Reproduce every entry exactly, without alteration.

-- start Given records --

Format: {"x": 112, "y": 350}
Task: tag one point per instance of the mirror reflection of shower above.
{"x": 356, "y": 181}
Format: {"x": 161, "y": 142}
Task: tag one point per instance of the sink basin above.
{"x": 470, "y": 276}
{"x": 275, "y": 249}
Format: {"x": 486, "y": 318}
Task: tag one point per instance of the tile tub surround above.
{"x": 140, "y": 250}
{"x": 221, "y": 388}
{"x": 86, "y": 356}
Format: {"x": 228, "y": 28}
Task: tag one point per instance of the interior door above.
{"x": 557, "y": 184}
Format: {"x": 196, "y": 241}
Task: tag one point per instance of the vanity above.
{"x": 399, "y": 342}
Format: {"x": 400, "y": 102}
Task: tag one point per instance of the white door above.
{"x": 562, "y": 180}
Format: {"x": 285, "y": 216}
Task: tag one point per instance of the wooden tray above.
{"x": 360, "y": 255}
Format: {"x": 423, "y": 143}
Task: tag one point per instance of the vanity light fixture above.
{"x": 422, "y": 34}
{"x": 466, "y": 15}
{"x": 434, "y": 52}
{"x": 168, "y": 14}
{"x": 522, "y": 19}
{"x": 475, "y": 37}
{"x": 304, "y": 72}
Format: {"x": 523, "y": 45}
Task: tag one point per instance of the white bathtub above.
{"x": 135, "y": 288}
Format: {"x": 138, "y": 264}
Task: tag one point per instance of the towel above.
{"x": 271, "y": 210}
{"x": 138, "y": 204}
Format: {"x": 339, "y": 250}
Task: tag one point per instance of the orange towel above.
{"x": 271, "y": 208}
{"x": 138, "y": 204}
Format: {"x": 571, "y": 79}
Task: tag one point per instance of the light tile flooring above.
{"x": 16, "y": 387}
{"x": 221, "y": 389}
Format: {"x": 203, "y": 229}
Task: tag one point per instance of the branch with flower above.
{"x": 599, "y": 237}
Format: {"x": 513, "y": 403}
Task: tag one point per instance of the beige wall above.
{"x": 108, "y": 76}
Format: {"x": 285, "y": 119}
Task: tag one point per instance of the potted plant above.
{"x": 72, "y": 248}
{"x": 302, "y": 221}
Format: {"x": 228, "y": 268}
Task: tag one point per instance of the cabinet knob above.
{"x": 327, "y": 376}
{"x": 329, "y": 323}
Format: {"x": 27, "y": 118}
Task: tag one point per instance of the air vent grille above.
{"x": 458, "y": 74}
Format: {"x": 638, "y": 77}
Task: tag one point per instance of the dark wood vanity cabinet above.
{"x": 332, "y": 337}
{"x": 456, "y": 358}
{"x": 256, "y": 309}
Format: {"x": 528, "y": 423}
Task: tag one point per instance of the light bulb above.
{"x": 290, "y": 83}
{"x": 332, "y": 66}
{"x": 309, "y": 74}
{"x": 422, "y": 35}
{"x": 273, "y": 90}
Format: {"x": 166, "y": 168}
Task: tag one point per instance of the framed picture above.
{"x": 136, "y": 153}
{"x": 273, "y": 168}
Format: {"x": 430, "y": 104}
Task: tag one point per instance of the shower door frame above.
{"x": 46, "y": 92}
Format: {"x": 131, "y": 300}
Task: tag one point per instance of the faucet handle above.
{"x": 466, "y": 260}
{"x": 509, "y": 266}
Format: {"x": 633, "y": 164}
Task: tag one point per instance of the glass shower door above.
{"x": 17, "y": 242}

-- end Given records --

## Task output
Format: {"x": 112, "y": 350}
Task: tag one point per instance of the mirror reflection of shower above.
{"x": 356, "y": 181}
Format: {"x": 161, "y": 142}
Task: tag one point per instance of the sink basin above.
{"x": 470, "y": 276}
{"x": 275, "y": 249}
Format: {"x": 486, "y": 318}
Task: tag one point per instance of the tile tub surround above.
{"x": 140, "y": 250}
{"x": 221, "y": 388}
{"x": 86, "y": 356}
Format: {"x": 228, "y": 28}
Task: tag one point per instance of the interior door above.
{"x": 557, "y": 184}
Format: {"x": 196, "y": 241}
Task: tag one point per instance of the vanity above.
{"x": 399, "y": 342}
Format: {"x": 400, "y": 102}
Task: tag one point per instance of the white door above.
{"x": 562, "y": 180}
Format: {"x": 285, "y": 216}
Task: tag one point per instance of the wooden tray above.
{"x": 360, "y": 255}
Format: {"x": 423, "y": 143}
Task: tag one point per instance of the vanity light fixture above.
{"x": 422, "y": 34}
{"x": 466, "y": 15}
{"x": 434, "y": 52}
{"x": 168, "y": 14}
{"x": 522, "y": 19}
{"x": 475, "y": 37}
{"x": 304, "y": 72}
Format: {"x": 523, "y": 45}
Task: tag one point per instance of the white bathtub above.
{"x": 135, "y": 288}
Format: {"x": 138, "y": 264}
Task: tag one point per instance of the towel above.
{"x": 271, "y": 210}
{"x": 138, "y": 204}
Format: {"x": 339, "y": 250}
Task: tag one point per instance of the orange towel above.
{"x": 271, "y": 208}
{"x": 138, "y": 204}
Format: {"x": 571, "y": 79}
Task: tag one point per instance of the light tile flooring above.
{"x": 16, "y": 387}
{"x": 221, "y": 389}
Format: {"x": 203, "y": 229}
Task: tag one point per instance of the branch with flower above.
{"x": 599, "y": 237}
Format: {"x": 513, "y": 403}
Task: tag one point per instance of the beige wall above.
{"x": 108, "y": 76}
Format: {"x": 285, "y": 119}
Task: tag one point per instance of the potted plant above.
{"x": 72, "y": 248}
{"x": 302, "y": 221}
Format: {"x": 228, "y": 268}
Task: tag one point per instance of the cabinet knob above.
{"x": 327, "y": 376}
{"x": 329, "y": 323}
Format: {"x": 27, "y": 118}
Task: tag one point per instance of the air vent grille above.
{"x": 458, "y": 74}
Format: {"x": 638, "y": 77}
Task: tag one point per instance of the dark wood vanity cabinet above.
{"x": 332, "y": 337}
{"x": 456, "y": 358}
{"x": 256, "y": 309}
Format: {"x": 528, "y": 423}
Task: tag one point per instance of the light bulb above.
{"x": 290, "y": 83}
{"x": 332, "y": 66}
{"x": 309, "y": 74}
{"x": 422, "y": 35}
{"x": 273, "y": 90}
Format: {"x": 166, "y": 168}
Task: tag one point per instance of the framed picture above.
{"x": 136, "y": 153}
{"x": 273, "y": 168}
Format: {"x": 430, "y": 104}
Task: tag one point per instance of the shower door frame above.
{"x": 46, "y": 92}
Format: {"x": 131, "y": 300}
Task: tag one point per instance of the faucet handle above.
{"x": 466, "y": 260}
{"x": 509, "y": 266}
Format: {"x": 633, "y": 164}
Task: tag one point per instance of the glass shower door above.
{"x": 17, "y": 242}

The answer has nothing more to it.